### [About this task]
Using the material that follows, output exactly the lines from the one containing "Task: output the" through the one containing "positive clicks: (702, 519) (643, 487)", with both ends kept.

### [Supplied records]
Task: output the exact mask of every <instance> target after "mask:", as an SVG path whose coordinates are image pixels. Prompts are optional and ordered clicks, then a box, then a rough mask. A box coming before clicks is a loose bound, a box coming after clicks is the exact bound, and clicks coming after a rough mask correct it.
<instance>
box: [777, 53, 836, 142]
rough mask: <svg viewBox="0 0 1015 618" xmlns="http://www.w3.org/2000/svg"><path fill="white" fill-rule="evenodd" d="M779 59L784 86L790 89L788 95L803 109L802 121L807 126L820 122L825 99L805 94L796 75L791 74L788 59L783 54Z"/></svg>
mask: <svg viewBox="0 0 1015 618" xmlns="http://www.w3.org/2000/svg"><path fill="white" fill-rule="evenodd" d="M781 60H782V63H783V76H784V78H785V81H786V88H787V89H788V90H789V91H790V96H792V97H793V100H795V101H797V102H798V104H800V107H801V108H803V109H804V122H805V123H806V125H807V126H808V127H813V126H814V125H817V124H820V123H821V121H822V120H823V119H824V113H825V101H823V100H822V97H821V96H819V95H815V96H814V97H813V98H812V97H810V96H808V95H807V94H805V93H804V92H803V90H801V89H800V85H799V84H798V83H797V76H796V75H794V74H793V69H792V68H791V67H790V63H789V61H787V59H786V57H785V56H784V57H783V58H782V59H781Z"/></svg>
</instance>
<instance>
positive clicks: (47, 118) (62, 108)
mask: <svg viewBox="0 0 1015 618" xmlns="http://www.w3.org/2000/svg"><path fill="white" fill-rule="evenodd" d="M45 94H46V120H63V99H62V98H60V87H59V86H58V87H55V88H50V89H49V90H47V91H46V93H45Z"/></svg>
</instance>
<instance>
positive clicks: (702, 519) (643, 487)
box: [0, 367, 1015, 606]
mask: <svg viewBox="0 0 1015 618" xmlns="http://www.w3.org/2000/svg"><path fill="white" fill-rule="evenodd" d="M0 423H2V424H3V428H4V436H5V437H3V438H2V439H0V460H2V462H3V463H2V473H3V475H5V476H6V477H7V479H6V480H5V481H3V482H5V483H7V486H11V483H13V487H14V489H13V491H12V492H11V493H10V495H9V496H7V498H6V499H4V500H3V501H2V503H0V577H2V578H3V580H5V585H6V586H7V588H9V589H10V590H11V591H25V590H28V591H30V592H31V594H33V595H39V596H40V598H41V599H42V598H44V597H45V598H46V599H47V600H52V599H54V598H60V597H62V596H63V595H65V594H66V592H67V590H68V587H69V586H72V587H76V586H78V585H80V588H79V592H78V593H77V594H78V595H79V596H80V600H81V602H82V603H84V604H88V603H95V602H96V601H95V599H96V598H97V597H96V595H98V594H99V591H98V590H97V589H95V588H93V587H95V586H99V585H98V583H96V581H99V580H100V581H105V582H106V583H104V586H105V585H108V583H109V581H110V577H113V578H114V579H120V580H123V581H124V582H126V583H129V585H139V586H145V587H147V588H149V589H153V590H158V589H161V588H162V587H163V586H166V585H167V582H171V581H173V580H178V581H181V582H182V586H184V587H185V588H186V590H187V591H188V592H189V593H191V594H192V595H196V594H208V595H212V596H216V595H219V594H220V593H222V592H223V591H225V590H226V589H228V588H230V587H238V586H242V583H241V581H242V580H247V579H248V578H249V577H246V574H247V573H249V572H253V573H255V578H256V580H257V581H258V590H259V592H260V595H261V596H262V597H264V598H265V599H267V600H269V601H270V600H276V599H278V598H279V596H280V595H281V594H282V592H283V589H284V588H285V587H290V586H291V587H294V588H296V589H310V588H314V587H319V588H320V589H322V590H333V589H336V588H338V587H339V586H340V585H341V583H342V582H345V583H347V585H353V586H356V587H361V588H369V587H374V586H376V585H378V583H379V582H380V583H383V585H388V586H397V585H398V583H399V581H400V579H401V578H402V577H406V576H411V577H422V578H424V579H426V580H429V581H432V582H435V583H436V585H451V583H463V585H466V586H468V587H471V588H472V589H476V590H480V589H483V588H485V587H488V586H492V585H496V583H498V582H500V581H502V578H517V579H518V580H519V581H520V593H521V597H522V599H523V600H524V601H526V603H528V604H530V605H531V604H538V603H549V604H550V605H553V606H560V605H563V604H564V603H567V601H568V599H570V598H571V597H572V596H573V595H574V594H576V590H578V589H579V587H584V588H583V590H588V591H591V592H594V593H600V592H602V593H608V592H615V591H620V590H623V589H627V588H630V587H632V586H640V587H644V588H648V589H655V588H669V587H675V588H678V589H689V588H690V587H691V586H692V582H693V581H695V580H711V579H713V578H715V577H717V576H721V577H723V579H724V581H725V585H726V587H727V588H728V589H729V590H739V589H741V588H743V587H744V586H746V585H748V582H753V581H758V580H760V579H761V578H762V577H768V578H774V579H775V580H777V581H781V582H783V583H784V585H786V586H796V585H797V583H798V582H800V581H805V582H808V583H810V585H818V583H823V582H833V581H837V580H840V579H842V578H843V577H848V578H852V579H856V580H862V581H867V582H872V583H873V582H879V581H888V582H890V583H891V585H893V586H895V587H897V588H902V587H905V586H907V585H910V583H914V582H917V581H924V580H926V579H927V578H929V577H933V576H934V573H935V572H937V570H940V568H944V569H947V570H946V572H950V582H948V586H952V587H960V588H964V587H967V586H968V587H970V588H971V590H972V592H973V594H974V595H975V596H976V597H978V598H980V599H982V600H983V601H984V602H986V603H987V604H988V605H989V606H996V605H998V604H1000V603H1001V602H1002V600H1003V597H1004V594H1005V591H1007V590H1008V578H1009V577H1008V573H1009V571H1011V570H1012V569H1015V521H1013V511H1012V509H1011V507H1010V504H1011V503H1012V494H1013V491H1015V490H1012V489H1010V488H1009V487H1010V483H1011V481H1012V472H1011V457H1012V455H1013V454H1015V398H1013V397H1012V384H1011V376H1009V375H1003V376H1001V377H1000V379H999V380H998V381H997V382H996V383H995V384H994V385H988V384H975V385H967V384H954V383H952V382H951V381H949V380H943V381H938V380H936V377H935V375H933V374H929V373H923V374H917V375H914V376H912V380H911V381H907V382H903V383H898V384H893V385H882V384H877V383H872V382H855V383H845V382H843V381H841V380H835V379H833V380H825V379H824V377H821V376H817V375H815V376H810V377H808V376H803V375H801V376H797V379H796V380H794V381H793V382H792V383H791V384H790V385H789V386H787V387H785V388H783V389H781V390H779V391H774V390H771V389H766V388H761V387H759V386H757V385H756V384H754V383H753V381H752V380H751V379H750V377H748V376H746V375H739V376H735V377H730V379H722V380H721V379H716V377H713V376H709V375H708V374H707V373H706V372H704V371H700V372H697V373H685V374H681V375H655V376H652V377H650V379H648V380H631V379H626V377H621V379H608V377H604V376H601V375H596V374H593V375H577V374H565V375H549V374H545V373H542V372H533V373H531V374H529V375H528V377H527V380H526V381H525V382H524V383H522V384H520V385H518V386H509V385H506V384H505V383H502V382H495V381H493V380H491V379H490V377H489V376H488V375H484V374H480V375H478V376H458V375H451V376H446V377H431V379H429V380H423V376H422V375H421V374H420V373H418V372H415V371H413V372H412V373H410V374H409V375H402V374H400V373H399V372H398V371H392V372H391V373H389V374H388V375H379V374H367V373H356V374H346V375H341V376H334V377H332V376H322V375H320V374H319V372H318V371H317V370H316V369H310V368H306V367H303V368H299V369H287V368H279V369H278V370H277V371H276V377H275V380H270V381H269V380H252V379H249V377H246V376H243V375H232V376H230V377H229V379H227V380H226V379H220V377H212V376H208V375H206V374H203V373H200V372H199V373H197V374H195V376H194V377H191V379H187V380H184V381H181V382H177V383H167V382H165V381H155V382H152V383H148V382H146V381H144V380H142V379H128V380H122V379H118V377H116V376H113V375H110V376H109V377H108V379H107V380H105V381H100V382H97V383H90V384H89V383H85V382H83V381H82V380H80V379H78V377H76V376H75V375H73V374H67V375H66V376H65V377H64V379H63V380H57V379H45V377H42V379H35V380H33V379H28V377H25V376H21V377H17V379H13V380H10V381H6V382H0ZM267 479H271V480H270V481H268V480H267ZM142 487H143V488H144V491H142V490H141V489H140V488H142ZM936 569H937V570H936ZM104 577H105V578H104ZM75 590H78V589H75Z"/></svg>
* * *
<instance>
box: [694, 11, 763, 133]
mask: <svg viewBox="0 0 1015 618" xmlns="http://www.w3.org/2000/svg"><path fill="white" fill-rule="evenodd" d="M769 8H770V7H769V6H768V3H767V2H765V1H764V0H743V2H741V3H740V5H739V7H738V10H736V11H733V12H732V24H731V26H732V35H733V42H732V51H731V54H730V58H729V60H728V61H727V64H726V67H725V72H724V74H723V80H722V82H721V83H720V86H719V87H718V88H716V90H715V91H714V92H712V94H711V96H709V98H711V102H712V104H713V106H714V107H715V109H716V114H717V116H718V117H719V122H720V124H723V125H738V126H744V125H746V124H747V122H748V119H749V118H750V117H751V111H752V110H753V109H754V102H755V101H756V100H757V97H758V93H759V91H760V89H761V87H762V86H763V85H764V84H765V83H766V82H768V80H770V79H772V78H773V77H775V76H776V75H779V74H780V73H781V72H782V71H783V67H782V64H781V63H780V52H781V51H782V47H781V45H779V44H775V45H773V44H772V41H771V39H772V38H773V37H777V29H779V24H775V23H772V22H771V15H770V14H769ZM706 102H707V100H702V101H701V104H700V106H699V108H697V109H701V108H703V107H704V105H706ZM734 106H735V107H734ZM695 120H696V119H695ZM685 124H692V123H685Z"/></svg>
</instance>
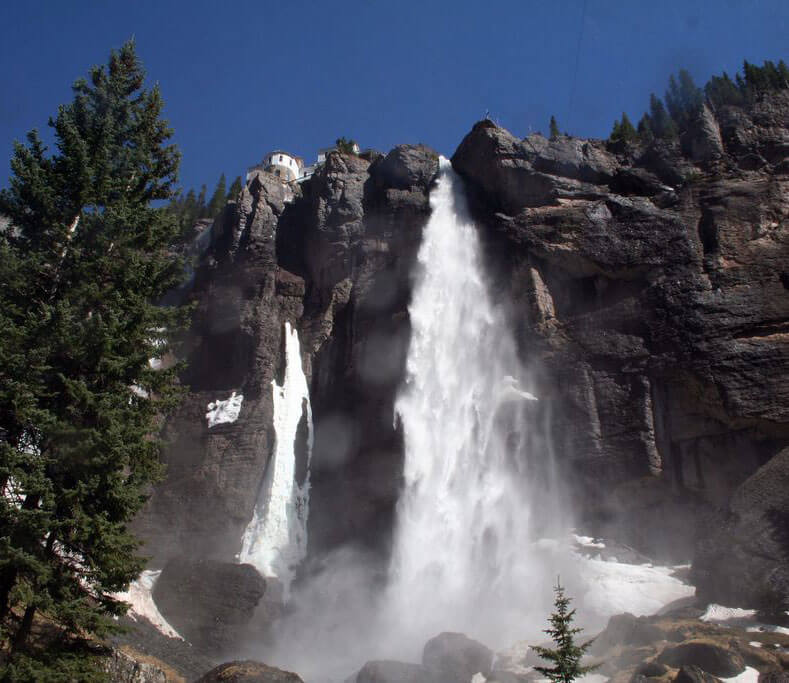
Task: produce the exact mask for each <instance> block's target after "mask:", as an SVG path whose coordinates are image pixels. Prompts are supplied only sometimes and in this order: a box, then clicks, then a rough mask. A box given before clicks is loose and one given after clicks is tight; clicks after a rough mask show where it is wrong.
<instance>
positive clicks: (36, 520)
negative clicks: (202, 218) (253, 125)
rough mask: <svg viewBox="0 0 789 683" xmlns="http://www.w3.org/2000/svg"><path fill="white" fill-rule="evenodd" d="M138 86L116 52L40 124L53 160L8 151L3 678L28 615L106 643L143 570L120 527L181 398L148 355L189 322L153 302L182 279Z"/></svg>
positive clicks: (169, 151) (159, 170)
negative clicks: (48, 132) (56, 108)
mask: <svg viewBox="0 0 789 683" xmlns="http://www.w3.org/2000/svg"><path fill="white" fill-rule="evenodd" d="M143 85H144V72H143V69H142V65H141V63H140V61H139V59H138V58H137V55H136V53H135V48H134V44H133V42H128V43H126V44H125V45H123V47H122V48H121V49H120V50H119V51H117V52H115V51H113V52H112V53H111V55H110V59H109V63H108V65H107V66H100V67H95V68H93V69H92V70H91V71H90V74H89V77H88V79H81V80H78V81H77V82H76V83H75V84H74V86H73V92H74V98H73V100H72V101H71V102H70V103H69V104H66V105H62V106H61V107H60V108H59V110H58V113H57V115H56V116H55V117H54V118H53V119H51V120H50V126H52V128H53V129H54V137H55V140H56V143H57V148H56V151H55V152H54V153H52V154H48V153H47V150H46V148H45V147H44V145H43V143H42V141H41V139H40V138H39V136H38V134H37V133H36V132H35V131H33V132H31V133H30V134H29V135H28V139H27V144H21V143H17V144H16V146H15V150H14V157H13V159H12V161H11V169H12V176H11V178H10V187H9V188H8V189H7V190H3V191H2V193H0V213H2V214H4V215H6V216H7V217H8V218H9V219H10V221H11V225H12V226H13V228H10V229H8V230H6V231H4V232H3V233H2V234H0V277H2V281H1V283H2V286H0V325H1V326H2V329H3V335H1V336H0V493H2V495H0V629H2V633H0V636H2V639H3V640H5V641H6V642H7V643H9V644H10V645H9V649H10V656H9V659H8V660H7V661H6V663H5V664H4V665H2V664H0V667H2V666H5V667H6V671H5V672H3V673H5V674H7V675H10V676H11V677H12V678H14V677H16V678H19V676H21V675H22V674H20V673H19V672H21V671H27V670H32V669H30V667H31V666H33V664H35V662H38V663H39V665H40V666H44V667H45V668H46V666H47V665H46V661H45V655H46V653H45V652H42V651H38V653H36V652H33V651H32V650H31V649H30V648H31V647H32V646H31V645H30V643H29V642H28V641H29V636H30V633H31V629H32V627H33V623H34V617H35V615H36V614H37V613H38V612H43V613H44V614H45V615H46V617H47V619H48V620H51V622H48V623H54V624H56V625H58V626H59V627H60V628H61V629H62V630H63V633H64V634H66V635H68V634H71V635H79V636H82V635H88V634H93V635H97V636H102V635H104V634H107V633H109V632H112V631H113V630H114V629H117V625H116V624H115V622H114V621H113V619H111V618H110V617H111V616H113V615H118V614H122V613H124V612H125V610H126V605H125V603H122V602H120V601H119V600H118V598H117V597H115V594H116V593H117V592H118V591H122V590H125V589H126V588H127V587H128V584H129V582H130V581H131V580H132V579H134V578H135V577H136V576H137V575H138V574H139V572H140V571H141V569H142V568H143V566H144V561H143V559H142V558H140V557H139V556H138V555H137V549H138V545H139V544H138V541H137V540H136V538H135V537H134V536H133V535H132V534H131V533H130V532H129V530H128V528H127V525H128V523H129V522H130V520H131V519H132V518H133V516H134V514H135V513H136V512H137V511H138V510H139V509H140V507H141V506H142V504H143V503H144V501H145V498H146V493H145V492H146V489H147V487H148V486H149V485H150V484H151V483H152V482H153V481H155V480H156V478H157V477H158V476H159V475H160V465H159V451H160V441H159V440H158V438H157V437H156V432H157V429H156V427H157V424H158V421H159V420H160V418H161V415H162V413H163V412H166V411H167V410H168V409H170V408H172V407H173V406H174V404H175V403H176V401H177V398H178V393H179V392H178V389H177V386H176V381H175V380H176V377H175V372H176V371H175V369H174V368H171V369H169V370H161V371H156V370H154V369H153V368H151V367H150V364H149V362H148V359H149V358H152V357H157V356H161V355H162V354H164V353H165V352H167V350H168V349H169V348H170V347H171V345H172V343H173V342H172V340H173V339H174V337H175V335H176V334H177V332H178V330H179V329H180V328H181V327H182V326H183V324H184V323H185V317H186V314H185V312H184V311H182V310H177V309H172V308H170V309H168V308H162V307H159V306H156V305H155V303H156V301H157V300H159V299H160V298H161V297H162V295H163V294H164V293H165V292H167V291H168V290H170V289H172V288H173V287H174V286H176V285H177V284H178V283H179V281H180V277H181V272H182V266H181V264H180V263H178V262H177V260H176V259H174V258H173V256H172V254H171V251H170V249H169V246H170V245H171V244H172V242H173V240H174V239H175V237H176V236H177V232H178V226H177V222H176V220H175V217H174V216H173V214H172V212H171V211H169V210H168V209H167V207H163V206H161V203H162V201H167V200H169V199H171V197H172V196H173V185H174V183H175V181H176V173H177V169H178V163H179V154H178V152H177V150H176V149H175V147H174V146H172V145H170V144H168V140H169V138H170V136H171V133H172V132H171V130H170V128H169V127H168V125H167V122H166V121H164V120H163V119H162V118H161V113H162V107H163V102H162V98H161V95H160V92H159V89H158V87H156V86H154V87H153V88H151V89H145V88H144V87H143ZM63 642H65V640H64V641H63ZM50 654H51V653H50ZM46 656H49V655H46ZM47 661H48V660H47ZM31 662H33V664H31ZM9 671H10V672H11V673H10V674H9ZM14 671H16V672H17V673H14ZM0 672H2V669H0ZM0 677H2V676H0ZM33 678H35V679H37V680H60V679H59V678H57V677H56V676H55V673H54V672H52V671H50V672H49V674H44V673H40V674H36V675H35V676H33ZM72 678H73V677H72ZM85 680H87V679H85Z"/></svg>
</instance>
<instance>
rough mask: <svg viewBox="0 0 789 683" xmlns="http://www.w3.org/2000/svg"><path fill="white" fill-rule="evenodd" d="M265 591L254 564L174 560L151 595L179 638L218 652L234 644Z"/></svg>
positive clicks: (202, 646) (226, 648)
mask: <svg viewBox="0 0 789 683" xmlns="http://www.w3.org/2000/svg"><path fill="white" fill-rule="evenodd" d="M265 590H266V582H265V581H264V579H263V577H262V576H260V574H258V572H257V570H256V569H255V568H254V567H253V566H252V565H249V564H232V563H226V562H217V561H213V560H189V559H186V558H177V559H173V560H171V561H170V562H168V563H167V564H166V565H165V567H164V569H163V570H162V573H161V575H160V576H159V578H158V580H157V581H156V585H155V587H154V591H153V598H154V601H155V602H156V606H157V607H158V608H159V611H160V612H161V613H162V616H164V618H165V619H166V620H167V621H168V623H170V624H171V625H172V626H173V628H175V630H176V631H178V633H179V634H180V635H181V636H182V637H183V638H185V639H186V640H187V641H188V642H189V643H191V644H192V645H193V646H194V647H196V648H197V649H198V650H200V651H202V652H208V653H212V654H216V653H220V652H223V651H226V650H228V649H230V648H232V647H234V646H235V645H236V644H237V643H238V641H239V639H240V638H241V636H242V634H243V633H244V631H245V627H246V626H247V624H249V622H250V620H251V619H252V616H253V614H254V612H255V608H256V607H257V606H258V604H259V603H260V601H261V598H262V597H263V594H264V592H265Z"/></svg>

### [Answer to the problem]
Task: output the exact mask of every <instance> target after "mask:", as an SVG path whose coordinates are image pixels. Prompts are optional and ordered clicks, then a box, then a rough mask. A box coming before clicks is a loose bound, a box coming after clicks is the exact bound, and clicks coming after a rough mask correct it.
<instance>
box: [777, 53, 836, 142]
rough mask: <svg viewBox="0 0 1015 618" xmlns="http://www.w3.org/2000/svg"><path fill="white" fill-rule="evenodd" d="M779 59L784 86L790 89L788 95L803 109L802 121L807 126L820 122L825 99L805 94L796 75L791 74L788 59L783 54Z"/></svg>
mask: <svg viewBox="0 0 1015 618" xmlns="http://www.w3.org/2000/svg"><path fill="white" fill-rule="evenodd" d="M781 60H782V63H783V76H784V78H785V81H786V88H787V89H788V90H789V91H790V96H792V97H793V100H795V101H797V102H798V104H800V107H801V108H803V109H804V122H805V123H806V125H807V126H808V127H813V126H814V125H817V124H820V123H821V121H822V120H823V119H824V113H825V101H823V100H822V97H821V96H819V95H815V96H814V97H813V98H812V97H810V96H808V95H807V94H805V93H804V92H803V90H801V89H800V85H799V84H798V83H797V76H796V75H794V74H793V69H792V68H791V67H790V63H789V61H787V59H786V57H785V56H784V57H783V58H782V59H781Z"/></svg>
</instance>
<instance>
positive clicks: (47, 118) (62, 108)
mask: <svg viewBox="0 0 1015 618" xmlns="http://www.w3.org/2000/svg"><path fill="white" fill-rule="evenodd" d="M45 94H46V120H63V99H62V98H60V87H59V86H58V87H55V88H50V89H49V90H47V91H46V93H45Z"/></svg>
</instance>
<instance>
positive clicks: (702, 519) (643, 487)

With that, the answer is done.